Written problem
Could you render every line of the records below as a JSON list of strings, one string per line, with blank lines left out?

Record excerpts

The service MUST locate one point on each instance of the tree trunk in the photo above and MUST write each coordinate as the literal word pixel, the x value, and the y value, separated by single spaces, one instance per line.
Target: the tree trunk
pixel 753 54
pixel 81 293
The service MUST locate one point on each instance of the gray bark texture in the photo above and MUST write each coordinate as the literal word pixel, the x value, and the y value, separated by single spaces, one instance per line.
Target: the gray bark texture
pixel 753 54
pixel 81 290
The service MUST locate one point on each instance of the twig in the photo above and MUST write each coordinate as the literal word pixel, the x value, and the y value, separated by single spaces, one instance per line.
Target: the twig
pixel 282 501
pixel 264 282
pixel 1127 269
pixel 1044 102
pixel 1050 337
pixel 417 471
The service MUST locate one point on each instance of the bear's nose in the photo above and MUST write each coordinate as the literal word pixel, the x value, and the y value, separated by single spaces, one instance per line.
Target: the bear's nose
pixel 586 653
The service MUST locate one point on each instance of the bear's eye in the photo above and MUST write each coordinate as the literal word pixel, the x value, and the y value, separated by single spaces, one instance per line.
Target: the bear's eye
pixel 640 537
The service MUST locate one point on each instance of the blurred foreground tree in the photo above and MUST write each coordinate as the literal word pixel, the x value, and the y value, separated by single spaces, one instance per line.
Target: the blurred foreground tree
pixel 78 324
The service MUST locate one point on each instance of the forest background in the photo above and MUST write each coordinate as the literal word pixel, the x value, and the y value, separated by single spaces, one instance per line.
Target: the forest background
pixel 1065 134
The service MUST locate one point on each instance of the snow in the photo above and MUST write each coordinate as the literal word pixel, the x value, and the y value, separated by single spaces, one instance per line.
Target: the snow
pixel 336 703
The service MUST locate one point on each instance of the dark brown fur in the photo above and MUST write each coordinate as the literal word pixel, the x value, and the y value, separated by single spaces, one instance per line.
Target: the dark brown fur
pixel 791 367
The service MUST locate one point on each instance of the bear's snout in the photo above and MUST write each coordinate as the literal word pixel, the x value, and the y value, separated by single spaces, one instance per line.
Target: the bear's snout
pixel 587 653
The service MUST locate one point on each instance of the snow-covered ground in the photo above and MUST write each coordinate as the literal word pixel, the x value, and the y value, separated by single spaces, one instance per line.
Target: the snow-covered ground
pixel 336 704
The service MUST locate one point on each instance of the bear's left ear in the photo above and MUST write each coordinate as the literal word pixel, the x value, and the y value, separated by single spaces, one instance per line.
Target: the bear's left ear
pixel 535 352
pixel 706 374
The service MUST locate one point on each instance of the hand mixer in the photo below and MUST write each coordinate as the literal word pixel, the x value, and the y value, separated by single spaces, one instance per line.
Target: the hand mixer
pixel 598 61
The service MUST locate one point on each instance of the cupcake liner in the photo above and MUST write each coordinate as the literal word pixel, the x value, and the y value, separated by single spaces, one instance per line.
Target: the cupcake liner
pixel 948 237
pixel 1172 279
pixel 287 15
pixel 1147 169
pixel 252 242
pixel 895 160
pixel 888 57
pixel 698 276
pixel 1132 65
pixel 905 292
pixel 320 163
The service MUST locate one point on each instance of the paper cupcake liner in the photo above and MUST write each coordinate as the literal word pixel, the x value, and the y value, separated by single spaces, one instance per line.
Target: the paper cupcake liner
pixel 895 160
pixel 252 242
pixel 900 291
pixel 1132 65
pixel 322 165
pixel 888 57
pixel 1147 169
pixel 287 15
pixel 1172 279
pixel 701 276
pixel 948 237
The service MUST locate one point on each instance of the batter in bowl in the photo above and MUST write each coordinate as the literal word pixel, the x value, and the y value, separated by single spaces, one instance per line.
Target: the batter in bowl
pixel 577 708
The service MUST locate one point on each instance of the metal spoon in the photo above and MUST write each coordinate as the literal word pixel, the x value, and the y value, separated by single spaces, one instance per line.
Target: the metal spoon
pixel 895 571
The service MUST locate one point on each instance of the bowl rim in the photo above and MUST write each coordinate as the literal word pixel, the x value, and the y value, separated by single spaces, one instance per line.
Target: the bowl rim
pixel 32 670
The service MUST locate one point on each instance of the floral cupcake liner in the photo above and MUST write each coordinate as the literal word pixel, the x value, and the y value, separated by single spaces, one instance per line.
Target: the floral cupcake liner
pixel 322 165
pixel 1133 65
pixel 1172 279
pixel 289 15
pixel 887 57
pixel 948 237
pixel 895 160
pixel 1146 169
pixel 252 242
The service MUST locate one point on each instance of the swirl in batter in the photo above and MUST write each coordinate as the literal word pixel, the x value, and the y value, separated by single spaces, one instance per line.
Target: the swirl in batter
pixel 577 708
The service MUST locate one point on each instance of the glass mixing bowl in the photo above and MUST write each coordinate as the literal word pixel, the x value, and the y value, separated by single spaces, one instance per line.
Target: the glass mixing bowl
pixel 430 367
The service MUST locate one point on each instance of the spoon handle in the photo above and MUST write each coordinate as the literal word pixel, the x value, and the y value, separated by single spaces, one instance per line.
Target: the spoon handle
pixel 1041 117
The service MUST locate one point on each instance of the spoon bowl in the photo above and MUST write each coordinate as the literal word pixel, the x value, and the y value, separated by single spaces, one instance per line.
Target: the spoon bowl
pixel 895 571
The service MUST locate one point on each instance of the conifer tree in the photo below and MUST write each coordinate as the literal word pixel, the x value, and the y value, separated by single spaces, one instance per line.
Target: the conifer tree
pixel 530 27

The response
[
  "The service MUST locate one point on each instance of the tree trunk in the photo above and MUST write each coordinate as the literal word pixel, the x value, and the y value, separated by single spaces, one instance per line.",
  "Target: the tree trunk",
  "pixel 753 54",
  "pixel 81 293",
  "The service MUST locate one point on each instance of the gray bark texture in the photo above and MUST write each coordinate as the literal word pixel, the x value, and the y value, separated by single spaces, one instance per line.",
  "Target: the gray bark texture",
  "pixel 753 54",
  "pixel 81 290",
  "The service MUST locate one point on each instance of the twig in the photo above and MUST write each coordinate as the literal word pixel, the x value, and the y value, separated by single spaces, one instance per line.",
  "Target: the twig",
  "pixel 282 501",
  "pixel 264 282",
  "pixel 1127 269",
  "pixel 1044 102",
  "pixel 1050 337",
  "pixel 417 471",
  "The service MUST locate one point on each instance of the bear's nose in the photo above and MUST write each coordinate as the literal word pixel, the x value, and the y value, separated by single spaces, one instance per line.",
  "Target: the bear's nose",
  "pixel 586 653",
  "The service MUST locate one point on each instance of the bear's eye in the photo above and MUST write each coordinate as the literal word pixel, the x value, and the y value, separated by single spaces, one instance per line.",
  "Target: the bear's eye",
  "pixel 640 537",
  "The service MUST locate one point on each instance of the blurred foreground tree in the photo above and MUST write each coordinate as the literal word pixel, the x value, and the y value, separated by single spaces, one instance per line.",
  "Target: the blurred foreground tree",
  "pixel 78 324",
  "The service MUST locate one point on each instance of the forest background in the photo above and MUST write each coordinate as the literal word pixel, the x value, and the y value, separated by single spaces, one instance per line.",
  "Target: the forest background",
  "pixel 1065 134",
  "The service MUST locate one point on each instance of the snow in the photo above and MUST write each coordinate as the literal word pixel, the x value, and the y value, separated by single spaces, one instance per line.",
  "Target: the snow",
  "pixel 336 703",
  "The service MUST locate one point on each instance of the dark brown fur in the photo above and MUST write each coordinate as the literal word pixel, the x value, and the y value, separated by single spaces, one instance per line.",
  "Target: the dark brown fur",
  "pixel 791 367",
  "The service MUST locate one point on each instance of the bear's snout in the photo above and MUST write each coordinate as the literal word pixel, the x value, and the y value, separated by single spaces, one instance per line.",
  "Target: the bear's snout",
  "pixel 587 653",
  "The service MUST locate one point on each instance of the snow-covered ground in the photo above and MUST write each coordinate as the literal word pixel, the x value, and the y value, separated by single spaces, one instance per line.",
  "Target: the snow-covered ground",
  "pixel 336 704",
  "The service MUST locate one point on each instance of the bear's left ear in the photo above and MUST write each coordinate as the literal word pixel, the x value, and the y value, separated by single spaces, one instance per line.",
  "Target: the bear's left ear",
  "pixel 535 352",
  "pixel 706 374",
  "The service MUST locate one point on each instance of the hand mixer in the photo below and MUST write each coordinate as the literal word pixel, the x value, and the y value, separated by single spaces, one instance per line.",
  "Target: the hand mixer",
  "pixel 598 61",
  "The service MUST locate one point on each instance of the cupcake liner in the photo above and MUST write each coordinate as the literal word pixel, the x value, and the y value, separated by single spaces, one instance per line.",
  "Target: the cupcake liner",
  "pixel 948 237",
  "pixel 1172 279",
  "pixel 287 15",
  "pixel 1147 169",
  "pixel 252 242",
  "pixel 895 160",
  "pixel 888 57",
  "pixel 698 276",
  "pixel 1132 65",
  "pixel 905 292",
  "pixel 320 163",
  "The service MUST locate one point on each instance of the paper cupcake liner in the photo above and MUST write each coordinate as the literal word pixel, the x value, and the y value, separated by single spaces, one instance per line.",
  "Target: the paper cupcake liner",
  "pixel 895 160",
  "pixel 252 242",
  "pixel 900 291",
  "pixel 1132 65",
  "pixel 322 165",
  "pixel 888 57",
  "pixel 1147 169",
  "pixel 287 15",
  "pixel 1172 279",
  "pixel 701 276",
  "pixel 948 237",
  "The service MUST locate one point on each instance of the batter in bowl in the photo above and MUST write each coordinate as the literal word pixel, the x value, and the y value, separated by single spaces, one instance per line.",
  "Target: the batter in bowl",
  "pixel 577 708",
  "The service MUST locate one point on each instance of the metal spoon in the photo above and MUST write each coordinate as the literal word pixel, the x value, and the y value, separated by single spaces, one instance per line.",
  "Target: the metal spoon",
  "pixel 895 571",
  "The service MUST locate one point on each instance of the bowl rim in the photo above and MUST write each coordinate as the literal word pixel, the x value, and the y value, separated by single spaces, one instance per line.",
  "Target: the bowl rim",
  "pixel 32 670",
  "The service MUST locate one point on each instance of the floral cupcake liner in the photo above and MUST write each coordinate as the literal word pixel, the x value, and the y value, separated by single spaces, one instance per line.",
  "Target: the floral cupcake liner",
  "pixel 322 165",
  "pixel 1133 65",
  "pixel 1172 279",
  "pixel 289 15",
  "pixel 887 57",
  "pixel 948 237",
  "pixel 895 160",
  "pixel 1146 169",
  "pixel 252 242",
  "The service MUST locate one point on each instance of the swirl in batter in the photo above and MUST write each coordinate as the literal word pixel, the x value, and the y value, separated by single spaces, one instance per line.",
  "Target: the swirl in batter",
  "pixel 577 708",
  "The service MUST locate one point on each instance of the glass mixing bowl in the photo above and MUST write each coordinate as the literal word pixel, the x value, and the y value, separated by single spaces, one instance per line.",
  "Target: the glass mixing bowl",
  "pixel 430 367",
  "The service MUST locate one point on each instance of the spoon handle in the photo above and MUST write each coordinate as the literal word pixel, the x value, and the y value, separated by single spaces, one instance per line.",
  "Target: the spoon handle",
  "pixel 1041 117",
  "The service MUST locate one point on each instance of the spoon bowl in the photo above and MUST write each coordinate as the literal word pixel, the x value, and the y value, separated by single spaces, one instance per line.",
  "Target: the spoon bowl",
  "pixel 895 571",
  "The service MUST locate one point on each instance of the conifer tree in the photo below and MUST write each coordinate as the literal word pixel, the x value, and the y value, separated by single spaces, one instance per line.",
  "Target: the conifer tree",
  "pixel 530 27"
]